* [Условие задачи] Соберите из списка ниже все строки, где встречается слово «carpet», и перепишите их.
>>>
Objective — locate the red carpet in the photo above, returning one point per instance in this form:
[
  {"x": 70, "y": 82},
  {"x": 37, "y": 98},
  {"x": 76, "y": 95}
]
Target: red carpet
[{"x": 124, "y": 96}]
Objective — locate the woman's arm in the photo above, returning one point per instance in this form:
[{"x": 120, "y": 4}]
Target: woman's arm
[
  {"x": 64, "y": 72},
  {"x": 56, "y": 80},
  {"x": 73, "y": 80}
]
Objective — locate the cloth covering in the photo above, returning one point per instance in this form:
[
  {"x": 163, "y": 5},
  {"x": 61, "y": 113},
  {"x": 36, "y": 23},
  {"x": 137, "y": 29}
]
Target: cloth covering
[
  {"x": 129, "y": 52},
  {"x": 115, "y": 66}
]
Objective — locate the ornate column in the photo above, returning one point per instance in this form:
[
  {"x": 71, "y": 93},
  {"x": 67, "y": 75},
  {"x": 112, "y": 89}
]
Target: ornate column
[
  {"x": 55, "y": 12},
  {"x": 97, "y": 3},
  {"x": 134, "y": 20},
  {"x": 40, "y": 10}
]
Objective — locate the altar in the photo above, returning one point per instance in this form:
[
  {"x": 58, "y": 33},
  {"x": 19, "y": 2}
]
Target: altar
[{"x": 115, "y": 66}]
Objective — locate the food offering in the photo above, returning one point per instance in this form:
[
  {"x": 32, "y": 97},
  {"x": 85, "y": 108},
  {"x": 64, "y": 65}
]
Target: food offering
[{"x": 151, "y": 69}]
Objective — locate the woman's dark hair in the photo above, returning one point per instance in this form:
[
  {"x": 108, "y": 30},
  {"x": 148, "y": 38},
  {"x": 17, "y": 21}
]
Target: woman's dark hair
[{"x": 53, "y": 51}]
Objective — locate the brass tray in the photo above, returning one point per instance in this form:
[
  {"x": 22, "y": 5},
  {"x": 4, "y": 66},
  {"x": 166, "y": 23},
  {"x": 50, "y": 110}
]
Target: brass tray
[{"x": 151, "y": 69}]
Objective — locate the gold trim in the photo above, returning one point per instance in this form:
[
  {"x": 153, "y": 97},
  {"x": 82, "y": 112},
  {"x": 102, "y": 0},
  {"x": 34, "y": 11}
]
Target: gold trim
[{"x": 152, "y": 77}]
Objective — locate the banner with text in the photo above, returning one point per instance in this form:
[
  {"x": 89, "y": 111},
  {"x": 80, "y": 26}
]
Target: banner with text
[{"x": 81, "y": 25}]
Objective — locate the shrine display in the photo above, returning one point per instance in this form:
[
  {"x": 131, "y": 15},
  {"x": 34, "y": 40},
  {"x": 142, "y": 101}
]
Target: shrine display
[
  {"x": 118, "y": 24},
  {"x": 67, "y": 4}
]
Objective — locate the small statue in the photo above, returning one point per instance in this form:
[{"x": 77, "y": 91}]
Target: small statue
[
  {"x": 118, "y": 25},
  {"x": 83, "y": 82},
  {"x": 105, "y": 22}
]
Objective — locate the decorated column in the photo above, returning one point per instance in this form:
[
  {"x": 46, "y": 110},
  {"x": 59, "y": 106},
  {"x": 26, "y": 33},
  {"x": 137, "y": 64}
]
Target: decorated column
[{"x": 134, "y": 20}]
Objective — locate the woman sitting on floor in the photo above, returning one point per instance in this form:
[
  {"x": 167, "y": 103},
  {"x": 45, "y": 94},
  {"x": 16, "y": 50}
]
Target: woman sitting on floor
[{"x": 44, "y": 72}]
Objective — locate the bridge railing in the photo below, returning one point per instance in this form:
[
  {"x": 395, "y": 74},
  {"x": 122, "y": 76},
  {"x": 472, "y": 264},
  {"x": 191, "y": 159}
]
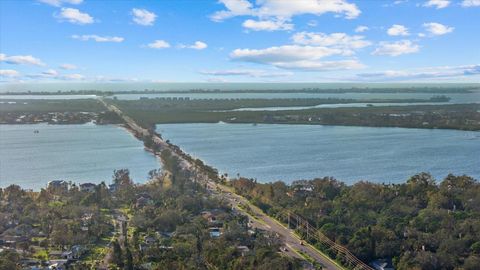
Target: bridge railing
[{"x": 304, "y": 227}]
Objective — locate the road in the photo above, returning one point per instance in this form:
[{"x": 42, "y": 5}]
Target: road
[{"x": 261, "y": 220}]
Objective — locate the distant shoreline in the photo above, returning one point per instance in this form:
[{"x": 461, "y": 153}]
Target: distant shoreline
[{"x": 393, "y": 90}]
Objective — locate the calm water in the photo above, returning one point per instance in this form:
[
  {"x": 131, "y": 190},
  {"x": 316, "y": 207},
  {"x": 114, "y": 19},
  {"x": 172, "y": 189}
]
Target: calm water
[
  {"x": 290, "y": 152},
  {"x": 139, "y": 86},
  {"x": 80, "y": 153},
  {"x": 473, "y": 97}
]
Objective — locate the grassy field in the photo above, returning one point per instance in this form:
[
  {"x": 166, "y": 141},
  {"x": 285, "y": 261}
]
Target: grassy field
[{"x": 451, "y": 116}]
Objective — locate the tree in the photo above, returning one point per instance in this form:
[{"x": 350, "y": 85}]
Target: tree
[{"x": 117, "y": 258}]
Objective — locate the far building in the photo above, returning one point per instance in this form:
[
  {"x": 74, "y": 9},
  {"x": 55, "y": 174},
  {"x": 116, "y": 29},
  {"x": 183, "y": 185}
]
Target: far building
[
  {"x": 87, "y": 187},
  {"x": 58, "y": 185}
]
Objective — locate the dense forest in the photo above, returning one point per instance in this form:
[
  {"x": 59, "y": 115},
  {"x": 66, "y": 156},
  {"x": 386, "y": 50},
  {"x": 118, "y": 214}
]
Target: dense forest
[{"x": 419, "y": 224}]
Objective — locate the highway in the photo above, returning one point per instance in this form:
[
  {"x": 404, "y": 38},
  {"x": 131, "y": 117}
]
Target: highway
[{"x": 260, "y": 220}]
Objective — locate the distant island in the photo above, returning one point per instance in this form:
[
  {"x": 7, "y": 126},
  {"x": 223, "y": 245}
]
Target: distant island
[{"x": 417, "y": 89}]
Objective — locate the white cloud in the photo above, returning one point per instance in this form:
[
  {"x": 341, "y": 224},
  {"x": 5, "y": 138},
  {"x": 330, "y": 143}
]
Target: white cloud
[
  {"x": 267, "y": 25},
  {"x": 159, "y": 44},
  {"x": 97, "y": 38},
  {"x": 423, "y": 73},
  {"x": 74, "y": 77},
  {"x": 295, "y": 57},
  {"x": 143, "y": 16},
  {"x": 198, "y": 45},
  {"x": 58, "y": 3},
  {"x": 398, "y": 30},
  {"x": 282, "y": 11},
  {"x": 10, "y": 73},
  {"x": 307, "y": 65},
  {"x": 255, "y": 73},
  {"x": 396, "y": 48},
  {"x": 50, "y": 73},
  {"x": 437, "y": 3},
  {"x": 68, "y": 66},
  {"x": 471, "y": 3},
  {"x": 335, "y": 40},
  {"x": 437, "y": 29},
  {"x": 75, "y": 16},
  {"x": 361, "y": 29},
  {"x": 21, "y": 60},
  {"x": 312, "y": 23},
  {"x": 234, "y": 8}
]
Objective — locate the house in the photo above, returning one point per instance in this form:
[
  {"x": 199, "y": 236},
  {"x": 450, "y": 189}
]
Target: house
[
  {"x": 382, "y": 264},
  {"x": 302, "y": 186},
  {"x": 143, "y": 201},
  {"x": 215, "y": 232},
  {"x": 74, "y": 253},
  {"x": 87, "y": 187},
  {"x": 113, "y": 187},
  {"x": 58, "y": 185},
  {"x": 243, "y": 250},
  {"x": 213, "y": 216},
  {"x": 150, "y": 240},
  {"x": 58, "y": 264}
]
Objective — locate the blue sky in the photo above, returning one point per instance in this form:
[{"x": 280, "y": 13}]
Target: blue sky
[{"x": 240, "y": 41}]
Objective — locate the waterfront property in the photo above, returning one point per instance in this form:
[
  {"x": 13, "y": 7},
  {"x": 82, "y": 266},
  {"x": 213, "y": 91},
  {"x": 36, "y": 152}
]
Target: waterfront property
[
  {"x": 292, "y": 152},
  {"x": 78, "y": 153}
]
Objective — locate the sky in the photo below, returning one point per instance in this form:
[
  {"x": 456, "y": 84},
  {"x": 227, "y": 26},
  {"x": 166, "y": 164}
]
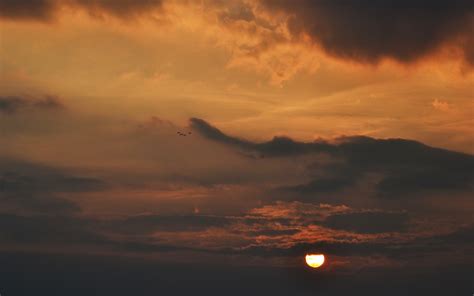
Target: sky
[{"x": 206, "y": 146}]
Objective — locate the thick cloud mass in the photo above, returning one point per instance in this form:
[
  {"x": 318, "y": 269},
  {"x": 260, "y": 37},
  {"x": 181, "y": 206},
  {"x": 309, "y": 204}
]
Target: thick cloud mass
[
  {"x": 13, "y": 104},
  {"x": 370, "y": 30},
  {"x": 44, "y": 10},
  {"x": 406, "y": 167}
]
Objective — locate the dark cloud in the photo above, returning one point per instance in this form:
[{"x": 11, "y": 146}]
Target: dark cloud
[
  {"x": 45, "y": 10},
  {"x": 368, "y": 222},
  {"x": 34, "y": 187},
  {"x": 405, "y": 166},
  {"x": 72, "y": 274},
  {"x": 370, "y": 30},
  {"x": 175, "y": 223},
  {"x": 27, "y": 9},
  {"x": 323, "y": 185},
  {"x": 13, "y": 104}
]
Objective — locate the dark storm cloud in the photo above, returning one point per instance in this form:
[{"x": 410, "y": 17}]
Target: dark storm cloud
[
  {"x": 27, "y": 9},
  {"x": 35, "y": 187},
  {"x": 405, "y": 166},
  {"x": 278, "y": 146},
  {"x": 369, "y": 30},
  {"x": 323, "y": 185},
  {"x": 13, "y": 104},
  {"x": 45, "y": 10},
  {"x": 176, "y": 223},
  {"x": 33, "y": 273},
  {"x": 368, "y": 222}
]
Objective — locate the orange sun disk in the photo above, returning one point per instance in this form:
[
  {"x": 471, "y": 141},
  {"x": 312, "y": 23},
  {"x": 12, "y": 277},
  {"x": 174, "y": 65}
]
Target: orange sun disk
[{"x": 315, "y": 260}]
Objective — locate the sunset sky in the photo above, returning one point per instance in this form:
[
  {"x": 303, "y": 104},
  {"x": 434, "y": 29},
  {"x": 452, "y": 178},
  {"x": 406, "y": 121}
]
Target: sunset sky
[{"x": 197, "y": 146}]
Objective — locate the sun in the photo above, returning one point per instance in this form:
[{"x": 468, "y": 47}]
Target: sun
[{"x": 315, "y": 260}]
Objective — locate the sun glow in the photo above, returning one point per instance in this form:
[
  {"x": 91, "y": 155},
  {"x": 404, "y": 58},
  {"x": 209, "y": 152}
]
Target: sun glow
[{"x": 315, "y": 260}]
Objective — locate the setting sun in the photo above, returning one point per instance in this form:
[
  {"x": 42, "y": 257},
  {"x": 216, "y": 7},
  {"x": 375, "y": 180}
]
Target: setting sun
[{"x": 314, "y": 261}]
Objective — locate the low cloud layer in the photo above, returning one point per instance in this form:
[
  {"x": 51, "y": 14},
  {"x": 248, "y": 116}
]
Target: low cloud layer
[
  {"x": 403, "y": 167},
  {"x": 45, "y": 10},
  {"x": 14, "y": 104}
]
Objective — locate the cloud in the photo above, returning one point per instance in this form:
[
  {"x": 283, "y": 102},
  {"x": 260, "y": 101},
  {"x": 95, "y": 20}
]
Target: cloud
[
  {"x": 368, "y": 222},
  {"x": 27, "y": 10},
  {"x": 369, "y": 31},
  {"x": 168, "y": 223},
  {"x": 32, "y": 187},
  {"x": 46, "y": 10},
  {"x": 14, "y": 104},
  {"x": 405, "y": 166}
]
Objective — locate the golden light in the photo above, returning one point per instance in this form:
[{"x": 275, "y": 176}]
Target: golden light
[{"x": 314, "y": 260}]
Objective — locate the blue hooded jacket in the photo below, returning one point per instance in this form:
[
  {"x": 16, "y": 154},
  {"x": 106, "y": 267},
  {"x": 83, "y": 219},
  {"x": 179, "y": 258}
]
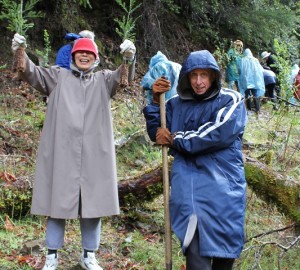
<<<
* [Письменное решение]
Objective — locate the red carpet in the photo above, returning one point per instance in this form:
Target: red carpet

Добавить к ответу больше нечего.